Work to complete: If a line in the entries below includes "ground", show that line.

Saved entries
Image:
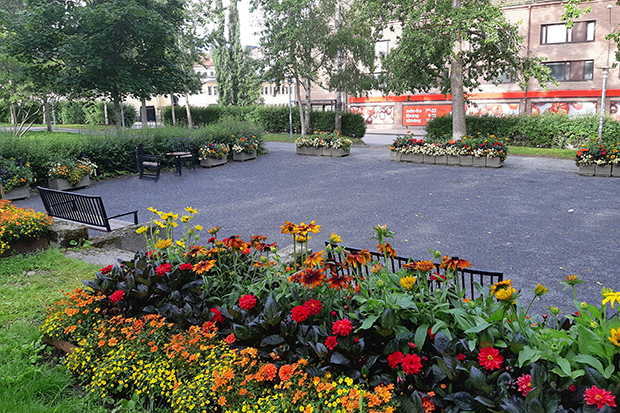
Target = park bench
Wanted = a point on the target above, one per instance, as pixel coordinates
(84, 209)
(468, 277)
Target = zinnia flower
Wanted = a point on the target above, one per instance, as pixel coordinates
(300, 314)
(600, 397)
(525, 384)
(412, 364)
(247, 302)
(331, 342)
(489, 358)
(342, 327)
(117, 296)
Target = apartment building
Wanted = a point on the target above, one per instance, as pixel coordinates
(575, 56)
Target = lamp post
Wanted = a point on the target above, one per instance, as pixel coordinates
(290, 110)
(605, 76)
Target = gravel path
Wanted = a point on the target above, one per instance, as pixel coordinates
(535, 220)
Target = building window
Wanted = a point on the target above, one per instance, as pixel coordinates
(559, 33)
(575, 70)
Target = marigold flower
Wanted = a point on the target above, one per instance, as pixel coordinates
(342, 327)
(247, 302)
(490, 358)
(525, 384)
(599, 397)
(331, 342)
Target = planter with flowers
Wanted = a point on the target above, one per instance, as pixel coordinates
(16, 179)
(213, 154)
(22, 229)
(245, 148)
(324, 144)
(228, 325)
(596, 158)
(489, 152)
(70, 174)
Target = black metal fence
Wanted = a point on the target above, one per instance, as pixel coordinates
(467, 276)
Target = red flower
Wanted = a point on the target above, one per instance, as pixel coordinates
(525, 384)
(314, 306)
(342, 327)
(247, 302)
(411, 364)
(395, 358)
(217, 316)
(163, 269)
(117, 296)
(600, 397)
(331, 342)
(106, 270)
(489, 358)
(300, 313)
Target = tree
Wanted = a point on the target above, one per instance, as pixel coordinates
(452, 45)
(293, 44)
(235, 70)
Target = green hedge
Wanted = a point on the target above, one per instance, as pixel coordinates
(546, 131)
(114, 153)
(273, 119)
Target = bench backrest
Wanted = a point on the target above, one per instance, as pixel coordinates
(86, 209)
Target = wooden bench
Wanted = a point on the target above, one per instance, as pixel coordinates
(85, 209)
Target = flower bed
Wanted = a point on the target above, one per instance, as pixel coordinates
(21, 225)
(469, 151)
(324, 144)
(228, 327)
(596, 158)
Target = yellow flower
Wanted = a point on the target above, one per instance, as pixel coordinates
(615, 336)
(408, 282)
(611, 297)
(163, 243)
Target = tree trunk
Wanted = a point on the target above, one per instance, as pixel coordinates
(143, 118)
(301, 111)
(117, 109)
(189, 112)
(47, 115)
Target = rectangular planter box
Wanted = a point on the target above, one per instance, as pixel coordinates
(20, 192)
(429, 159)
(466, 160)
(479, 162)
(453, 160)
(494, 162)
(441, 159)
(602, 170)
(339, 153)
(242, 157)
(211, 162)
(63, 185)
(586, 170)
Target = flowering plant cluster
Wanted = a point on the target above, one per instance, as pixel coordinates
(18, 224)
(594, 153)
(325, 140)
(230, 329)
(245, 144)
(71, 170)
(213, 150)
(479, 146)
(14, 175)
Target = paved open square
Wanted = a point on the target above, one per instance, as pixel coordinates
(535, 219)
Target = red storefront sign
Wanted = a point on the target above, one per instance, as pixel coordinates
(420, 115)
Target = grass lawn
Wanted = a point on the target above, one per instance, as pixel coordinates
(31, 380)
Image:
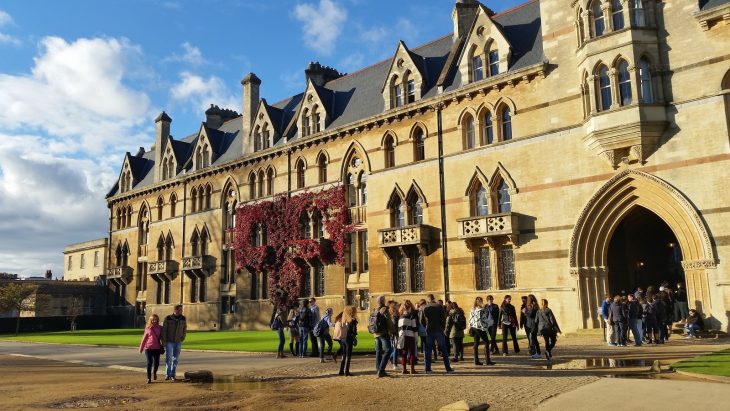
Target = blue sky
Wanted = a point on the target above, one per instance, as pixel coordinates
(82, 81)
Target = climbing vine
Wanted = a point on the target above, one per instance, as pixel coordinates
(268, 237)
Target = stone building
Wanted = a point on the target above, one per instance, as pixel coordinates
(85, 261)
(565, 148)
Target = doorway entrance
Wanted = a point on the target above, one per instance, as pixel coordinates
(643, 251)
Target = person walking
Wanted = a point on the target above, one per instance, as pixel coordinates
(549, 329)
(434, 318)
(380, 326)
(278, 323)
(456, 324)
(407, 333)
(508, 322)
(305, 321)
(491, 313)
(174, 330)
(315, 319)
(151, 344)
(348, 338)
(636, 315)
(322, 331)
(478, 330)
(617, 319)
(531, 310)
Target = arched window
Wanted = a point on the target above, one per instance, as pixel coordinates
(469, 133)
(160, 207)
(194, 199)
(637, 13)
(617, 10)
(252, 186)
(624, 83)
(270, 182)
(598, 22)
(604, 86)
(480, 201)
(389, 150)
(300, 173)
(477, 68)
(504, 204)
(488, 128)
(506, 124)
(419, 150)
(645, 81)
(322, 165)
(493, 57)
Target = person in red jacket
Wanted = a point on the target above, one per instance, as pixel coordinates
(151, 346)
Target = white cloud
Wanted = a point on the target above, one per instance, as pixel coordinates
(200, 92)
(64, 127)
(321, 25)
(191, 55)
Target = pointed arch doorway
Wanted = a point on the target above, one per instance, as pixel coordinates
(631, 201)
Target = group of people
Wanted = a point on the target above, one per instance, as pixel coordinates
(648, 315)
(398, 327)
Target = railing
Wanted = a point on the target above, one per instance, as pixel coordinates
(398, 236)
(198, 262)
(161, 267)
(121, 272)
(358, 214)
(488, 226)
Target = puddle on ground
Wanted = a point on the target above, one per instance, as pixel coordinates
(234, 383)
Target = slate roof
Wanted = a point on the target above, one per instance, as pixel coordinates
(357, 96)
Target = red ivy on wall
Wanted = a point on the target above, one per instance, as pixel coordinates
(285, 253)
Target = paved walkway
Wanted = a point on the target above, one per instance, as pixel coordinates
(220, 363)
(630, 394)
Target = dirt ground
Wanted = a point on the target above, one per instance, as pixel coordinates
(516, 382)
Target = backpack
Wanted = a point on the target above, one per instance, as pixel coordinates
(377, 323)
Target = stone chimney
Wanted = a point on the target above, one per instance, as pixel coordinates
(251, 85)
(320, 74)
(465, 11)
(163, 132)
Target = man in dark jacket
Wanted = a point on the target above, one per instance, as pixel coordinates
(434, 318)
(174, 330)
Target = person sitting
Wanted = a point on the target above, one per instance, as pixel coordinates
(694, 323)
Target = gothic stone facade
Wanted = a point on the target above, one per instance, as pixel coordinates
(501, 159)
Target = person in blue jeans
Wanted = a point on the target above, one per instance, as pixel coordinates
(383, 347)
(174, 330)
(434, 317)
(305, 325)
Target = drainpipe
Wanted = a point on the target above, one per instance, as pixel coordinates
(442, 192)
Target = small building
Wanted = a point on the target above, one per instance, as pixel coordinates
(85, 261)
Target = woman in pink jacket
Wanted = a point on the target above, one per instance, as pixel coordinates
(151, 345)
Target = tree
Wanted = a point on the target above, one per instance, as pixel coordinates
(18, 297)
(74, 310)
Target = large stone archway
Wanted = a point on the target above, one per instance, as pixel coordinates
(605, 210)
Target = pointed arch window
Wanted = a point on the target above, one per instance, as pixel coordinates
(504, 202)
(604, 86)
(598, 21)
(617, 17)
(645, 81)
(506, 124)
(488, 128)
(624, 83)
(419, 150)
(300, 173)
(389, 150)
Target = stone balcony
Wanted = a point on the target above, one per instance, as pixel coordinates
(402, 236)
(492, 225)
(123, 273)
(162, 267)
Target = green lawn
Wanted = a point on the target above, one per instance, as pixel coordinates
(251, 341)
(717, 363)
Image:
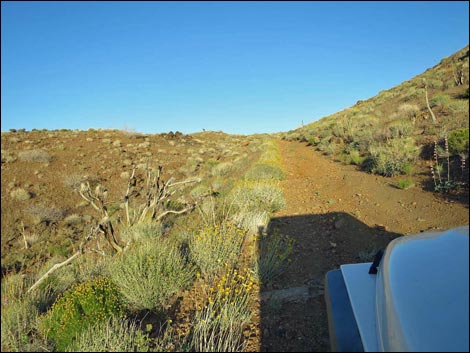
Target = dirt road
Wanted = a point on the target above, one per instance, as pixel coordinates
(337, 214)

Result below:
Target = puddle on ground
Target = dirt ground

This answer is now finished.